> [SOURCE PASSAGE]
────
The Reynolds courts' failure to set a numerical limit on allowable variation from strict equality led to White v. Regester. where the Supreme Court ruled that the State of Texas was not required to justify how it drew lines resulting in an average district deviation of less than 2% and a maximum deviation of 9.9%.
On its face, New York's redistricting plans appear to be within the limits of White v. Regester. The maximum deviation in the Assembly proposal is 9.43%, and the average deviation is 2.67%. The maximum deviation in the Senate proposal is 9.78%, and the average deviation is 2.22%. To the misfortune of New York City residents, it is the "too-small" rural Senate districts that have all the prisons, and the "too-large" urban districts that supply the prisoners that boost Upstate New York's clout. This Census quirk magnifies the loss to New York City from the traditional gerrymandering in the New York Senate.
Figure 3. Selected underpopulated/overrepresented Senate districts with prisoners removed.
By census counting methods, Senator Volker's district is already short 11,816 people, but reducing his proposed district by 8,951 prisoners to count only actual residents would leave his district 6.79% underpopulated. Volker can hardly say he represents the prisoners. In a recent article, Senate Volker admitted that he comes from a part of the state with "more cows than people" and then went on to say that forced to choose between constituents, he would choose the cows as "they would be more likely to vote for me."
The most over-populated Senate districts are located in Queens, with each about 12,410 (4.05%) more people than the required average size. Even if no prisoners are from the borough of Queens, the maximum deviation between the true size of Senator Volker's district (-6.79%) and the Queens districts is 10.84%, more than the allowable vote dilution limits of White v. Regester.
If we assume that New York City's prisoners are evenly from each district in New York City, the true population of each New York City Senate District is 1,800 residents higher. To illustrate the effect such an average distribution of prisoners to Queens could have, see Figure 4. Of course, The Department of Correctional Services should have ready access to the exact home residence data.
Figure 4. Overpopulated/under represented proposed senate districts with estimate of prisoner count restoration.
Many upstate senate districts are up against the opposite margin of underpopulation, although by varying amounts. Taken together, 5% per district can add up to a lot over a region. The proposed senate is already heavily weighted towards upstate Republicans, but correcting for misplaced prisoners makes the senate's bias even more extreme.
────
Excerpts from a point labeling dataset
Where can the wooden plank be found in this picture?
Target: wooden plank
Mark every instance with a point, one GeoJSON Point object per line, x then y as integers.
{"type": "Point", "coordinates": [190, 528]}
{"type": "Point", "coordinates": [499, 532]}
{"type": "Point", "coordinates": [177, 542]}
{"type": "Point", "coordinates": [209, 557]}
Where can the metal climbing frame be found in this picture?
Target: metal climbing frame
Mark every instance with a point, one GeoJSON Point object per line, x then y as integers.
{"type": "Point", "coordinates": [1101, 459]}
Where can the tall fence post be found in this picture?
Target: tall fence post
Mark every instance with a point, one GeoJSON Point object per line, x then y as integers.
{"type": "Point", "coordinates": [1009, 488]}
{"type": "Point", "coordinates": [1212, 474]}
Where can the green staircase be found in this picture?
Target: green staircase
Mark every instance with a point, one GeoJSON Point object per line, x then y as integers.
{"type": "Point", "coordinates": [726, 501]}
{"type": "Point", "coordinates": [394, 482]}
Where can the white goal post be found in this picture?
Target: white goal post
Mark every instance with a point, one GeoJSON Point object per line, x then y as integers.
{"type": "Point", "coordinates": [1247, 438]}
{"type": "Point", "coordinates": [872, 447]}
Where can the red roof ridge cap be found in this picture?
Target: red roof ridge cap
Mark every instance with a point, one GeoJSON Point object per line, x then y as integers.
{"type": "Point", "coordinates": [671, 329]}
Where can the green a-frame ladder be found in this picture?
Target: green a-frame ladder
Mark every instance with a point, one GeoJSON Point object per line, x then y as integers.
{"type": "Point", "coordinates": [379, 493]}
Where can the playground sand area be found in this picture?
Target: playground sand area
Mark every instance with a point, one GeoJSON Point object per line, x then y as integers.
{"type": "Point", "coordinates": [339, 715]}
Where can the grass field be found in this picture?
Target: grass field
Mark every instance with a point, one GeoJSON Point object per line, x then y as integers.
────
> [TO DO]
(1) List every maximum deviation percentage given in the redistricting passage, noting what each one refers to.
(2) Supply the next part of the passage on New York's Senate redistricting and prisoner counts, picking up after its final sentence.
The records are not needed for this work.

> [TASK-BY-TASK RESULTS]
(1)
- 9.9%: the Texas plan in White v. Regester
- 9.43%: the New York Assembly proposal
- 9.78%: the New York Senate proposal
- 10.84%: the gap between the true size of Senator Volker's district and the Queens districts

(2)
The fact that the Queens districts are all equally oversized, right on the maximum border of illegality, suggests that the deviations were not driven by a concern to protect political boundaries, but rather to weigh different communities differently. The spokesperson for Senator Dean Skelos, the head of the senate's redistricting task force, has defended the population deviations by telling the New York Times: "It's legal, what more do you want?" Whether such a concerted effort to push the limits of White v. Regester has ever been tested in Court is unclear, but combined with the counting of urban prisoners as rural residents, the problem of unequal district sizes in the senate is even larger than it appears on first glance.
In the last three decades of the millennium, New York's prison population grew 5.6 times larger. Reflecting the political shift to criminalize drugs that began in the state under Governor Rockefeller, the number of prisoners incarcerated for drug offenses grew by 20.5 times. New York is a majority white state (54%), but the overwhelming majority of prison growth (87.6%) since 1970 has been of minorities.
By crediting rural prison towns with urban prisoners, the New York Legislature is helping to postpone, for at least another decade, a democratic debate over the best way address crime, drugs and unemployment. The majority of New York's prisoners are urban and non-white, but the majority of New York's 70 prisons are in predominately white rural areas. In essence, these rural whites will be able to "speak for" the incarcerated urban prisoners in ways counter to their interests.
Counting urban prisoners as rural residents creates the potential for a self-perpetuating cycle of prison expansion immune to democratic restraint. The very communities most supportive of and dependent on prisons find their political clout growing, and the communities most likely to support alternatives to incarceration find their citizens being shipped upstate while their political clout dwindles. Rural communities without prisons may also suffer, as the prison-effect in the legislature grows to overwhelm the supporters of agriculture with prison razor wire.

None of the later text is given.